- _Collection entries_
══════
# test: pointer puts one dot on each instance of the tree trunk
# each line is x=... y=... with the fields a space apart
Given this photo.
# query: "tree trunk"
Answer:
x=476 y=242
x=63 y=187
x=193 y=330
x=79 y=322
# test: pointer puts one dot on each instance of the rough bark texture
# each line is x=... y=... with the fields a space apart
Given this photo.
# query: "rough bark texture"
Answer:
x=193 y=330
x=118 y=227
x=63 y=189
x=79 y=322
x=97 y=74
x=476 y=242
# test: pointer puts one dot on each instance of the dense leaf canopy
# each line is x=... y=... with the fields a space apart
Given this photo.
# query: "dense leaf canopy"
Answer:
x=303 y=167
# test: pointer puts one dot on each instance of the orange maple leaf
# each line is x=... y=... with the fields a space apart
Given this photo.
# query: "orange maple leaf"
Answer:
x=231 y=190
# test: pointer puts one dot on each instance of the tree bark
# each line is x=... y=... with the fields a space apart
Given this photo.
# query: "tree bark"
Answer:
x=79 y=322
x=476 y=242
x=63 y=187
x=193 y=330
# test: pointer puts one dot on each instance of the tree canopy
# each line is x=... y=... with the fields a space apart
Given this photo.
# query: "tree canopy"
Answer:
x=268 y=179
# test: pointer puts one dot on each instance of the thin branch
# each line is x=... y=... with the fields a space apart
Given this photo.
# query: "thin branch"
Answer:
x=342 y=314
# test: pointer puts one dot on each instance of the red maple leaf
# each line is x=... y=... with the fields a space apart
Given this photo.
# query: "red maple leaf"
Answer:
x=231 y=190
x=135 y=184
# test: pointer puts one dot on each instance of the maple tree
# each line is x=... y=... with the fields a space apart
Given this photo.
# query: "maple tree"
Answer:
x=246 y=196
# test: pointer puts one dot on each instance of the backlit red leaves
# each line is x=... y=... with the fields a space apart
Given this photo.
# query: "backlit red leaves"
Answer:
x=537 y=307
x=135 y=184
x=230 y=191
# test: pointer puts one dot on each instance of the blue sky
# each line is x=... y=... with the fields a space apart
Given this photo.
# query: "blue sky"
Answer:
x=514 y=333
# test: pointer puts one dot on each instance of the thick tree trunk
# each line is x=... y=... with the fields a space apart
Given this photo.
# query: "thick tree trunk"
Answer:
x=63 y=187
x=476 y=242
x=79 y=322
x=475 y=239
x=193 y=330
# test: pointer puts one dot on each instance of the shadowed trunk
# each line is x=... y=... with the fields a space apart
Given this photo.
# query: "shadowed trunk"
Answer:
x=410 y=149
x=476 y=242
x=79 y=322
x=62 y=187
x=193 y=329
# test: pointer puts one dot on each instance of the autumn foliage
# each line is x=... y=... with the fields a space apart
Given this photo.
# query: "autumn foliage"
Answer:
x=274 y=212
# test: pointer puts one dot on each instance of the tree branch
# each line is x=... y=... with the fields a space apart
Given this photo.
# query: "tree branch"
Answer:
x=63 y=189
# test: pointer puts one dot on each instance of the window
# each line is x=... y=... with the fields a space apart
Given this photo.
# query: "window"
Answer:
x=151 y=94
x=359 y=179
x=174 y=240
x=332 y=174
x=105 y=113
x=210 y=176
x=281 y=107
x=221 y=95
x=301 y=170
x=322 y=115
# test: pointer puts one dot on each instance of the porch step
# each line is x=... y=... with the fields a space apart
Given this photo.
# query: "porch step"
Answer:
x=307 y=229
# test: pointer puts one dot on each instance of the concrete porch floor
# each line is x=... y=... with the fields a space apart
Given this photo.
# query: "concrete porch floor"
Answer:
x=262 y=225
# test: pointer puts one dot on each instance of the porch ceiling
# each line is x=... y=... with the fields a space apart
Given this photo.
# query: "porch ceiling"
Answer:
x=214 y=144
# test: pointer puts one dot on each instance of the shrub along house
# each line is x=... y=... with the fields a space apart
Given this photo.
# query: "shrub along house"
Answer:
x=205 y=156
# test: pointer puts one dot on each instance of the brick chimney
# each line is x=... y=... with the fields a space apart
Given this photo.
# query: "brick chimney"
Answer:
══════
- _WHAT YOU ARE ASKED TO DO_
Using the records above, pull out each line where the word "along" occurs.

- _COMPLETED EXERCISE_
# test: pointer puts one dot on each instance of the shrub along house
# query: "shrub along house"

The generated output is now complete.